• **The task**: Give every line of the rows below as a JSON array of strings, one string per line, with blank lines omitted. Leave the pictures out.

• **Given records**:

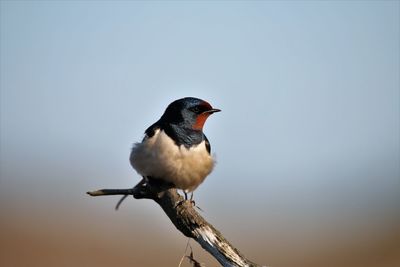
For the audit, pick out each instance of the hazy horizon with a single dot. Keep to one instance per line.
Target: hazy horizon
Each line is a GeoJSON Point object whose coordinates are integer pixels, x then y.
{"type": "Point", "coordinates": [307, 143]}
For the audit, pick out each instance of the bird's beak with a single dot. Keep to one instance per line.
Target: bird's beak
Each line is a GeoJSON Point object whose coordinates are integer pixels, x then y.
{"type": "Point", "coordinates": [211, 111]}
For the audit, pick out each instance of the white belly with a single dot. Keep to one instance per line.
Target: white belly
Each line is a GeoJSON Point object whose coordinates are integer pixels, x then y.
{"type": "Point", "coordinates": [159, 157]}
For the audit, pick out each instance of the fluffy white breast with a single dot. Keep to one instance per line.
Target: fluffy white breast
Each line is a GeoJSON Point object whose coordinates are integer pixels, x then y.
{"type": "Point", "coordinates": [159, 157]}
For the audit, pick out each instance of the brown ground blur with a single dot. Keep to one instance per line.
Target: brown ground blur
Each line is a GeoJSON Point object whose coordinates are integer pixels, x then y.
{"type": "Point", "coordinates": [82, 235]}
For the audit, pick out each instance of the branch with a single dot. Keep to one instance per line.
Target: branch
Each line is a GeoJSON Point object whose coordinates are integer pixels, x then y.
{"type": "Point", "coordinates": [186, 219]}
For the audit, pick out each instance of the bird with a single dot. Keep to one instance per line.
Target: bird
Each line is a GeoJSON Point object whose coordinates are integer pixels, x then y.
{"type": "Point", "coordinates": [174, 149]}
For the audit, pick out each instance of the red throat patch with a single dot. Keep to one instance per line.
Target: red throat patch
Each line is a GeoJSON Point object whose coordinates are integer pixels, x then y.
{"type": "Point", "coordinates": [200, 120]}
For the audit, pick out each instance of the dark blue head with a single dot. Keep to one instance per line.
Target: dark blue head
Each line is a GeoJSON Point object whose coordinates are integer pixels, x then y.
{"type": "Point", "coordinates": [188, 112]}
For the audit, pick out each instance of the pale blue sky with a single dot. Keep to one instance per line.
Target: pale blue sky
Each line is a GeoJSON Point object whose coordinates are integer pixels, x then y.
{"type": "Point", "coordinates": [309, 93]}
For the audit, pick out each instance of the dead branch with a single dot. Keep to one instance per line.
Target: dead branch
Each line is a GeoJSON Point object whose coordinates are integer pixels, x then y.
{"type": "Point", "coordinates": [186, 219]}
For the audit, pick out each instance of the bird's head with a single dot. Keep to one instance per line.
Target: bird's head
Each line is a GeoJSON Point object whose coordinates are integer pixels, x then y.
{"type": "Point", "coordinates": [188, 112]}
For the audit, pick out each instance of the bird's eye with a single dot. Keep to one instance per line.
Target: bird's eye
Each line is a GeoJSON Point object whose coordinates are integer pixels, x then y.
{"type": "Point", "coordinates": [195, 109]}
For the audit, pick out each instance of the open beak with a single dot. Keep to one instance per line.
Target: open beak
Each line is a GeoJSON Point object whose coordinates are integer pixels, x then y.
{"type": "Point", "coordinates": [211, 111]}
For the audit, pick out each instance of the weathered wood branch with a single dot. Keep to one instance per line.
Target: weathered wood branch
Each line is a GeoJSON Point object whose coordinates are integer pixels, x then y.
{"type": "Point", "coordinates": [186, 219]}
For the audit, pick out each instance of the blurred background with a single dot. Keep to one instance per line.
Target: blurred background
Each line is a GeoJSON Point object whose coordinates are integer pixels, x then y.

• **Final result**:
[
  "For the audit, pick out each instance of the hazy horizon with a single dot. Keep to one instance per line.",
  "Target: hazy horizon",
  "Each line is a GeoJSON Point object whose coordinates are integer pixels, x then y.",
  "{\"type\": \"Point\", \"coordinates\": [307, 143]}",
  "For the audit, pick out each instance of the bird's beak with a single dot. Keep to one instance per line.",
  "Target: bird's beak",
  "Each line is a GeoJSON Point object whose coordinates are integer pixels, x then y.",
  "{\"type\": \"Point\", \"coordinates\": [211, 111]}",
  "For the audit, pick out each instance of the white belly with a single dot. Keep to one instance per line.",
  "Target: white belly",
  "Each line is a GeoJSON Point object whose coordinates are integer pixels, x then y.",
  "{\"type\": \"Point\", \"coordinates\": [159, 157]}",
  "For the audit, pick out each instance of the fluffy white breast with a single dot. Keep to one instance per line.",
  "Target: fluffy white breast",
  "Each line is a GeoJSON Point object whose coordinates are integer pixels, x then y.",
  "{\"type\": \"Point\", \"coordinates\": [159, 157]}",
  "For the audit, pick out each instance of the brown ground blur with a single dot. Keep to one instance per line.",
  "Target: brown ground blur",
  "Each line is a GeoJSON Point object whose coordinates are integer pixels, x then y.",
  "{\"type\": \"Point\", \"coordinates\": [82, 235]}",
  "For the audit, pick out each instance of the branch with a single dot. Keep to one instance per line.",
  "Target: branch",
  "Each line is a GeoJSON Point object whose coordinates are integer pixels, x then y.",
  "{\"type\": \"Point\", \"coordinates\": [186, 219]}",
  "For the audit, pick out each instance of the bird with a single dot. Keep to one instance per line.",
  "Target: bird",
  "Each line is a GeoJSON Point object whose coordinates are integer pixels, x then y.",
  "{\"type\": \"Point\", \"coordinates\": [174, 149]}",
  "For the audit, pick out each instance of the red throat patch with a single dot. Keep to one instance per line.",
  "Target: red throat patch",
  "Each line is a GeoJSON Point object whose coordinates are integer pixels, x then y.",
  "{\"type\": \"Point\", \"coordinates\": [200, 120]}",
  "For the audit, pick out each instance of the dark blue head with a single dot. Keep to one instance per line.",
  "Target: dark blue head",
  "Each line is a GeoJSON Point object whose coordinates are integer pixels, x then y.",
  "{\"type\": \"Point\", \"coordinates\": [188, 112]}",
  "For the audit, pick out each instance of the pale blue sky with a single dot. Keep to one instance per line.",
  "Target: pale blue sky",
  "Each line is a GeoJSON Point object whose coordinates are integer pixels, x then y.",
  "{\"type\": \"Point\", \"coordinates\": [309, 93]}",
  "For the audit, pick out each instance of the dead branch with a single dot. Keep to one instance per line.",
  "Target: dead branch",
  "Each line is a GeoJSON Point object whose coordinates are integer pixels, x then y.",
  "{\"type\": \"Point\", \"coordinates\": [186, 219]}",
  "For the audit, pick out each instance of the bird's head with a single dot. Keep to one instance per line.",
  "Target: bird's head",
  "Each line is a GeoJSON Point object whose coordinates are integer pixels, x then y.",
  "{\"type\": \"Point\", \"coordinates\": [188, 112]}",
  "For the audit, pick out each instance of the bird's eye with a single dot. Keep to one instance per line.",
  "Target: bird's eye",
  "Each line is a GeoJSON Point object whose coordinates are integer pixels, x then y.",
  "{\"type\": \"Point\", \"coordinates\": [195, 109]}",
  "For the audit, pick out each instance of the open beak with a single dot. Keep to one instance per line.",
  "Target: open beak",
  "Each line is a GeoJSON Point object whose coordinates are integer pixels, x then y.",
  "{\"type\": \"Point\", \"coordinates\": [211, 111]}",
  "For the audit, pick out each instance of the weathered wood branch with a single dot. Keep to one instance per line.",
  "Target: weathered wood branch",
  "Each line is a GeoJSON Point object whose coordinates are integer pixels, x then y.",
  "{\"type\": \"Point\", \"coordinates\": [186, 219]}",
  "For the audit, pick out each instance of the blurred background with a single dot. Keep to one instance per line.",
  "Target: blurred background",
  "Each line is a GeoJSON Point object whose coordinates are integer pixels, x then y."
]